◆ **Work to complete**
Convert the lines below, from the line with "Tag the white tennis shoe" up to and including the line with "[[604, 361], [489, 351]]", into a JSON list of strings with one string per line and any blank lines left out.

◆ **Given data**
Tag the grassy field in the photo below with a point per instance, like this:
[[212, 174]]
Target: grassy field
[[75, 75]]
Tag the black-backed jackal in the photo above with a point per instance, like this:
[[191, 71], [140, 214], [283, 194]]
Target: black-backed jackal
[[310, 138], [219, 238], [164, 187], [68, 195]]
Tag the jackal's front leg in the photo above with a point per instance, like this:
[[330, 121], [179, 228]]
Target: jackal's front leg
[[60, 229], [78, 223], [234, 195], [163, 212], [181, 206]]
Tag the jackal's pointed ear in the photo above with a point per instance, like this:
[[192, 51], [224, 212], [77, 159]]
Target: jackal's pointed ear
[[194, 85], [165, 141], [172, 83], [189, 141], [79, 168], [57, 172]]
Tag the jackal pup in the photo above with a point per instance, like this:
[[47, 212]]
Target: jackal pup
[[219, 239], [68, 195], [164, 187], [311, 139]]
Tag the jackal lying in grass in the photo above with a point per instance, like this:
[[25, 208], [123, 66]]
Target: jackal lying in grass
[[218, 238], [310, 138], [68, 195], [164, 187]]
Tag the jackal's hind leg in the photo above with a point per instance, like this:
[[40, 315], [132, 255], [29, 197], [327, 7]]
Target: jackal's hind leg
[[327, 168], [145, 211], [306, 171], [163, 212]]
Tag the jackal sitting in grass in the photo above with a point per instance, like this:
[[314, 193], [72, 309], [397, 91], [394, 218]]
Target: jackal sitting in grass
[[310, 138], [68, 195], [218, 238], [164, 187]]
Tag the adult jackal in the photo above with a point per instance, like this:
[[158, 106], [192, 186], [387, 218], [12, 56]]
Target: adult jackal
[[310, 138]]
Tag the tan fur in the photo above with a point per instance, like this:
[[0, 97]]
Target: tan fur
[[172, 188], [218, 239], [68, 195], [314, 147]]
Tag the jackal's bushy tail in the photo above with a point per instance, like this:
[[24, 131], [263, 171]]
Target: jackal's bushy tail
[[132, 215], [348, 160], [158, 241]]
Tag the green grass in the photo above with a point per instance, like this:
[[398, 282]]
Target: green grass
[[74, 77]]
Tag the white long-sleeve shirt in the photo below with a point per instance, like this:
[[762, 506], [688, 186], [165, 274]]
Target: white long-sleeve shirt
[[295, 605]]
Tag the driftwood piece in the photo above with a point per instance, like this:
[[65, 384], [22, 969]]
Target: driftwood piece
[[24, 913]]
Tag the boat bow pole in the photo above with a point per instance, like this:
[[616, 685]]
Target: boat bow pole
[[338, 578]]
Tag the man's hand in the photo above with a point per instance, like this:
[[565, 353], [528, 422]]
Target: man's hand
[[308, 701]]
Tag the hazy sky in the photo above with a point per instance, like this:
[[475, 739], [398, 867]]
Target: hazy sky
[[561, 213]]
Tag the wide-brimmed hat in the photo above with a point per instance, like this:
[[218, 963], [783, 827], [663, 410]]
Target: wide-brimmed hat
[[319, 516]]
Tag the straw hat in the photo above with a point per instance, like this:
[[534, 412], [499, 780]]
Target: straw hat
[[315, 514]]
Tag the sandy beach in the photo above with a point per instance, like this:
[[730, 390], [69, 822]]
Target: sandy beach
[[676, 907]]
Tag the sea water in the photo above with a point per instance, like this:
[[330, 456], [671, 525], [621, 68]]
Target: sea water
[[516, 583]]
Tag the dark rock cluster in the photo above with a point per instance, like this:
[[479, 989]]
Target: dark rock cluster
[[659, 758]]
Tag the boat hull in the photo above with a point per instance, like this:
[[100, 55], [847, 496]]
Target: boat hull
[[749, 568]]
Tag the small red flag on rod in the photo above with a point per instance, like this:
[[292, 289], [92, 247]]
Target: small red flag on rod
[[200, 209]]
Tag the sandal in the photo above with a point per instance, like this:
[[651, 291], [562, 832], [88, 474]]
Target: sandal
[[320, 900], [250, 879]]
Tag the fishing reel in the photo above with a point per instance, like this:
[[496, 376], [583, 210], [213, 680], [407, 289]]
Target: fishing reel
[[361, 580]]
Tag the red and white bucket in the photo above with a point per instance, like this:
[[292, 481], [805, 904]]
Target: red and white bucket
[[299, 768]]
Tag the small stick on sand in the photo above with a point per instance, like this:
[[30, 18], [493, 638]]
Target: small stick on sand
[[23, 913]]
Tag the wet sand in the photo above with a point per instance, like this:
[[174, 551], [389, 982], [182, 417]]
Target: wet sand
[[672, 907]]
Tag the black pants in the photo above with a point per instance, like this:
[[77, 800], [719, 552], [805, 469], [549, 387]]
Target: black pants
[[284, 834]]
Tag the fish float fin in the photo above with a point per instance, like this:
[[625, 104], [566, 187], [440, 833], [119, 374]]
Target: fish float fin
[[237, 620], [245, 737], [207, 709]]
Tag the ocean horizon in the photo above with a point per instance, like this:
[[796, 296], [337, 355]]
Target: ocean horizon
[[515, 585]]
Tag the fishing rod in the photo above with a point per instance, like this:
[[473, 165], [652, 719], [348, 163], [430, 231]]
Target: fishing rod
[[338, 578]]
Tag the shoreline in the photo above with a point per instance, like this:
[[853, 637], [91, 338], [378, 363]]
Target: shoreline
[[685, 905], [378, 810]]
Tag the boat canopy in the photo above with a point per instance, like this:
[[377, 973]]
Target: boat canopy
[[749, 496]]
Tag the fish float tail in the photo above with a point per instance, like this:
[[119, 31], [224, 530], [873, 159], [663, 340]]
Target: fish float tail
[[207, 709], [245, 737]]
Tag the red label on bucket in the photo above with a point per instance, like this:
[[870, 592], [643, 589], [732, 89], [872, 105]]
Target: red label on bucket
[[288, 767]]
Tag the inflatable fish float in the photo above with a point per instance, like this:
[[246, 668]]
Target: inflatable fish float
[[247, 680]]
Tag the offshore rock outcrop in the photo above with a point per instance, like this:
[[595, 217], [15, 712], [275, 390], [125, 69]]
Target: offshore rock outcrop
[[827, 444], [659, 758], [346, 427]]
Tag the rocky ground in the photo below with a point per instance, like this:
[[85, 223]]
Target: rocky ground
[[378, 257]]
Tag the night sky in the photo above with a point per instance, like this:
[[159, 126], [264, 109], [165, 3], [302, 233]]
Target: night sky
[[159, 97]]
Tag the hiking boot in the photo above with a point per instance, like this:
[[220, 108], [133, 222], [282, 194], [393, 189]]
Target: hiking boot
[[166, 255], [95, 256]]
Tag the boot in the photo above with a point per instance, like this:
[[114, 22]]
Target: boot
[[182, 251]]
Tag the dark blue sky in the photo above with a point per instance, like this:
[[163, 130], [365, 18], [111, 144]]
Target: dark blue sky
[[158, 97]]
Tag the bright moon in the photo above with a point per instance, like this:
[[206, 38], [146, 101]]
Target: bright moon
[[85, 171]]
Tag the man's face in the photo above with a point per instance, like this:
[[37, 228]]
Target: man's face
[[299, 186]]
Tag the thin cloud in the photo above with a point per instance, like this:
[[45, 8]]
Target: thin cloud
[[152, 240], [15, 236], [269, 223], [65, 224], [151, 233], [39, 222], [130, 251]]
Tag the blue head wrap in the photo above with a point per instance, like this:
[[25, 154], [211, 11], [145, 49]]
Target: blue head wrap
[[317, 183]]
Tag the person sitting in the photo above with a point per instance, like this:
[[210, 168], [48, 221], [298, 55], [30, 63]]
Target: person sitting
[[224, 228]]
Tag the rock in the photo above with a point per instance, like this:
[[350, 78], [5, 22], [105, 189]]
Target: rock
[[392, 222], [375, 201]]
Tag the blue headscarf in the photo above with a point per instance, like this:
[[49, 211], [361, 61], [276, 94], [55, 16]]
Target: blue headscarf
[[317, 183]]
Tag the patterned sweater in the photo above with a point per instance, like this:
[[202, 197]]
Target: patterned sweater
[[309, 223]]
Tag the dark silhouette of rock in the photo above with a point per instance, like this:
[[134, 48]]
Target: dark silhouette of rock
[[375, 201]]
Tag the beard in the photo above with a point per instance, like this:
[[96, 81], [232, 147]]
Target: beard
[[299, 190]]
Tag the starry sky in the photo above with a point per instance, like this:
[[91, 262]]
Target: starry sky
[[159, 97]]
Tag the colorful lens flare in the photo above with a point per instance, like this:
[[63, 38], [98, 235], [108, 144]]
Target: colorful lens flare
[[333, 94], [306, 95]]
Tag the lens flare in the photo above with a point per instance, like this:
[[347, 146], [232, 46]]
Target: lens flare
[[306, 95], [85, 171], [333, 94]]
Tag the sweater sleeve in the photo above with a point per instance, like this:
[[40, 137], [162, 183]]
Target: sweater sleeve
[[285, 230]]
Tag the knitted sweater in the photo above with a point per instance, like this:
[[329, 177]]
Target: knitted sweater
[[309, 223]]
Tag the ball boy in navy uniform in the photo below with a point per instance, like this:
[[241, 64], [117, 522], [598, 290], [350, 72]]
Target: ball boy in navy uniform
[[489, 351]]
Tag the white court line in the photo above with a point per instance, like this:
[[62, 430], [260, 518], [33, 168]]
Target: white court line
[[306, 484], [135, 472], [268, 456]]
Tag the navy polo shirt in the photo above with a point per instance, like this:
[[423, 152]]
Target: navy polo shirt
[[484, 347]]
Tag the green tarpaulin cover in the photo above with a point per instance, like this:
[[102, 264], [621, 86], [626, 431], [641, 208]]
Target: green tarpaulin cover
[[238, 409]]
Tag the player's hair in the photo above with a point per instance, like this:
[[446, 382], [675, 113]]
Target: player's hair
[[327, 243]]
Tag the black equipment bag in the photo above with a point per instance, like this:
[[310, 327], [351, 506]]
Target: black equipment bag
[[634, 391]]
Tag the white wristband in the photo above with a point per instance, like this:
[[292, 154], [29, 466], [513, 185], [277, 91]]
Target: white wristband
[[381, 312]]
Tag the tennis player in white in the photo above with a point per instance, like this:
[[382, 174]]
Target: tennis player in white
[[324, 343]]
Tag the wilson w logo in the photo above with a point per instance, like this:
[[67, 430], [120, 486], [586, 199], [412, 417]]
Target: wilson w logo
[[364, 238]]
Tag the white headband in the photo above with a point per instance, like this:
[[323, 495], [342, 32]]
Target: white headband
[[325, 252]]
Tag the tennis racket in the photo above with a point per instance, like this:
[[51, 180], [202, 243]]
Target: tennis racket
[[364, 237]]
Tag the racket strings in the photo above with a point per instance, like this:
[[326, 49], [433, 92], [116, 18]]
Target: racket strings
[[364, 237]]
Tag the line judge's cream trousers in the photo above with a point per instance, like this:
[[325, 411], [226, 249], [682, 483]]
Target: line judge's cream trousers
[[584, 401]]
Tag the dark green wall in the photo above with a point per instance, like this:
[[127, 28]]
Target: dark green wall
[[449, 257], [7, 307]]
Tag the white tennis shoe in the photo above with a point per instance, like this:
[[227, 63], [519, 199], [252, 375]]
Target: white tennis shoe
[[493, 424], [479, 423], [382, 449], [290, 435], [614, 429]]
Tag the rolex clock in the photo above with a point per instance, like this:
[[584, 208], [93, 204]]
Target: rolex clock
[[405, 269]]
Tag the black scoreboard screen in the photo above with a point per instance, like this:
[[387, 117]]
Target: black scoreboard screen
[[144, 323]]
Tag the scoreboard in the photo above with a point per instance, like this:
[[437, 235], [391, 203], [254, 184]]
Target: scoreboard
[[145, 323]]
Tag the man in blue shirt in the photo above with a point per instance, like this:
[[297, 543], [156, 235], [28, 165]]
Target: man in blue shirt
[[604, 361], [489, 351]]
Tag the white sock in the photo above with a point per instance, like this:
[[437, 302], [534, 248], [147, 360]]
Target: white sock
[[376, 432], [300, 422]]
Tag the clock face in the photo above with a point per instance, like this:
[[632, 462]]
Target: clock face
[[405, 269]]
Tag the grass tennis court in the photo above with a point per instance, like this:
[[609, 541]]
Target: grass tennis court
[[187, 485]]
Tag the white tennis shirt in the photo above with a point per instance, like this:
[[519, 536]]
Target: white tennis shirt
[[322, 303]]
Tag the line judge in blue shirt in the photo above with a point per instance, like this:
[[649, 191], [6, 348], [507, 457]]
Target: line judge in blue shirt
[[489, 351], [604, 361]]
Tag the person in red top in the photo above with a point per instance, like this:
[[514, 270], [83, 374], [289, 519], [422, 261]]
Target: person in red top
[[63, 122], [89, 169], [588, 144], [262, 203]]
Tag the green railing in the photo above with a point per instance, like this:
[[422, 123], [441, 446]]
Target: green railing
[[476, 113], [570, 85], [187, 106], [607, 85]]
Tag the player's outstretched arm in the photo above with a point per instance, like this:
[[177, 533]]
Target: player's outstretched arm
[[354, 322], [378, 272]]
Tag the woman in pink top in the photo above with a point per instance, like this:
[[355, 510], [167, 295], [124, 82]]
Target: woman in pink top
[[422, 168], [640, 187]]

◆ **The completed task**
[
  "Tag the white tennis shoe in the photo above with a point per instance, like this:",
  "[[227, 63], [519, 199], [252, 375]]",
  "Target: white tennis shoe",
  "[[493, 424], [479, 423], [382, 449], [290, 435], [614, 429]]",
  "Tag the rolex clock in the photo above with a point per instance, like this:",
  "[[584, 208], [93, 204]]",
  "Target: rolex clock",
  "[[405, 269]]",
  "Tag the black scoreboard screen in the photo above with a point per instance, like this:",
  "[[387, 117]]",
  "Target: black scoreboard screen",
  "[[144, 323]]",
  "Tag the scoreboard in the photo above with a point per instance, like this:",
  "[[437, 235], [391, 203], [254, 184]]",
  "Target: scoreboard",
  "[[145, 323]]",
  "Tag the man in blue shirt in the photo above with a point per instance, like this:",
  "[[297, 543], [156, 235], [28, 165]]",
  "Target: man in blue shirt",
  "[[604, 361], [489, 351]]"
]